• WORK TO COMPLETE: Copy the entries from the start through the line containing "(1253, 438)", changing every "stanchion" to "bollard" and leaving everything else as it is.
-- START RECORDS FOR PROCESSING --
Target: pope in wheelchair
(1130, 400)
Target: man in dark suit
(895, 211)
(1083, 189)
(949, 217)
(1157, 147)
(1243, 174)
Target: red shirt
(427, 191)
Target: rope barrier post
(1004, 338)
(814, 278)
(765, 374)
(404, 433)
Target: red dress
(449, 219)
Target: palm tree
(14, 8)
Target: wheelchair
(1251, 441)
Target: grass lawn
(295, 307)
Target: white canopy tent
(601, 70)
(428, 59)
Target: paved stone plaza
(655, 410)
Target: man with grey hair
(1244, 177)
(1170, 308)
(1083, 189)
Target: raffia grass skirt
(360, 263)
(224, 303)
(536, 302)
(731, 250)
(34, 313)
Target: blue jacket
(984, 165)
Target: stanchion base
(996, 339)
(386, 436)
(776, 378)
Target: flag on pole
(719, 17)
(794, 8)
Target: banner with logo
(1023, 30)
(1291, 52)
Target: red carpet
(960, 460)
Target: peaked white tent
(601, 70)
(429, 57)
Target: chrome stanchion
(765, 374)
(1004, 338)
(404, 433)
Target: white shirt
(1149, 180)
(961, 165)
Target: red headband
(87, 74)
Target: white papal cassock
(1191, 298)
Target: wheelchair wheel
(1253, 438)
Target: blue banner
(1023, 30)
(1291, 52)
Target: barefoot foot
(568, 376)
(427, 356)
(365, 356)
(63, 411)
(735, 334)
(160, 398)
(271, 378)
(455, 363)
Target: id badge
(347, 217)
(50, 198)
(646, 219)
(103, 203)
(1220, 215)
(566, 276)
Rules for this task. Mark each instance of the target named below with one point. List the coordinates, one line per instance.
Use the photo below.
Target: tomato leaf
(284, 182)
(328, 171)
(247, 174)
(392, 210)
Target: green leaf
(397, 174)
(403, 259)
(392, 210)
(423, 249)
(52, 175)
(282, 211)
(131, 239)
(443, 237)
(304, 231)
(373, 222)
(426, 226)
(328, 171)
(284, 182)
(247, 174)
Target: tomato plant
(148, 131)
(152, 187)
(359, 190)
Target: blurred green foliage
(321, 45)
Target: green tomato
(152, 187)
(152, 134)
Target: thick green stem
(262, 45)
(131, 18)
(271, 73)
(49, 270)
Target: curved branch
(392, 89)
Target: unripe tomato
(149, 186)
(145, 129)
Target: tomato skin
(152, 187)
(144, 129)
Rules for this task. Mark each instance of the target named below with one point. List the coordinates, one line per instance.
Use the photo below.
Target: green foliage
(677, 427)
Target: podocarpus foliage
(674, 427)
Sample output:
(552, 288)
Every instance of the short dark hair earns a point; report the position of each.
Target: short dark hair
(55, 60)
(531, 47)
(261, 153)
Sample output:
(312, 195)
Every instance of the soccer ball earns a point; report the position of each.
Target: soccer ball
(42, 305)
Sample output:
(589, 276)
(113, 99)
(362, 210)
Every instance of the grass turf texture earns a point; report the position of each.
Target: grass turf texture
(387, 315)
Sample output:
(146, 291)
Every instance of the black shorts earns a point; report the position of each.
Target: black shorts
-- END RECORDS FOR PROCESSING --
• EXERCISE ANSWER:
Target: pope in wheelchair
(1130, 400)
Target: man in dark suit
(895, 211)
(1083, 189)
(949, 217)
(1157, 147)
(1243, 174)
Target: red shirt
(427, 191)
Target: rope barrier post
(1004, 338)
(814, 278)
(765, 374)
(404, 433)
Target: red dress
(449, 219)
Target: palm tree
(14, 8)
Target: wheelchair
(1251, 441)
Target: grass lawn
(295, 307)
Target: white canopy tent
(601, 70)
(428, 59)
Target: paved stone plaza
(655, 410)
Target: man with grey hair
(1244, 177)
(1170, 308)
(1083, 189)
Target: raffia grass skirt
(360, 263)
(224, 303)
(536, 302)
(731, 250)
(34, 313)
Target: blue jacket
(984, 165)
Target: bollard base
(996, 339)
(386, 436)
(776, 378)
Target: flag on pole
(719, 17)
(794, 8)
Target: banner with logo
(1023, 30)
(1291, 52)
Target: red carpet
(960, 460)
Target: peaked white tent
(601, 70)
(429, 57)
Target: chrome bollard
(765, 374)
(1004, 338)
(404, 433)
Target: white shirt
(1149, 180)
(961, 165)
Target: red headband
(87, 74)
Target: white papal cassock
(1191, 298)
Target: wheelchair wheel
(1253, 438)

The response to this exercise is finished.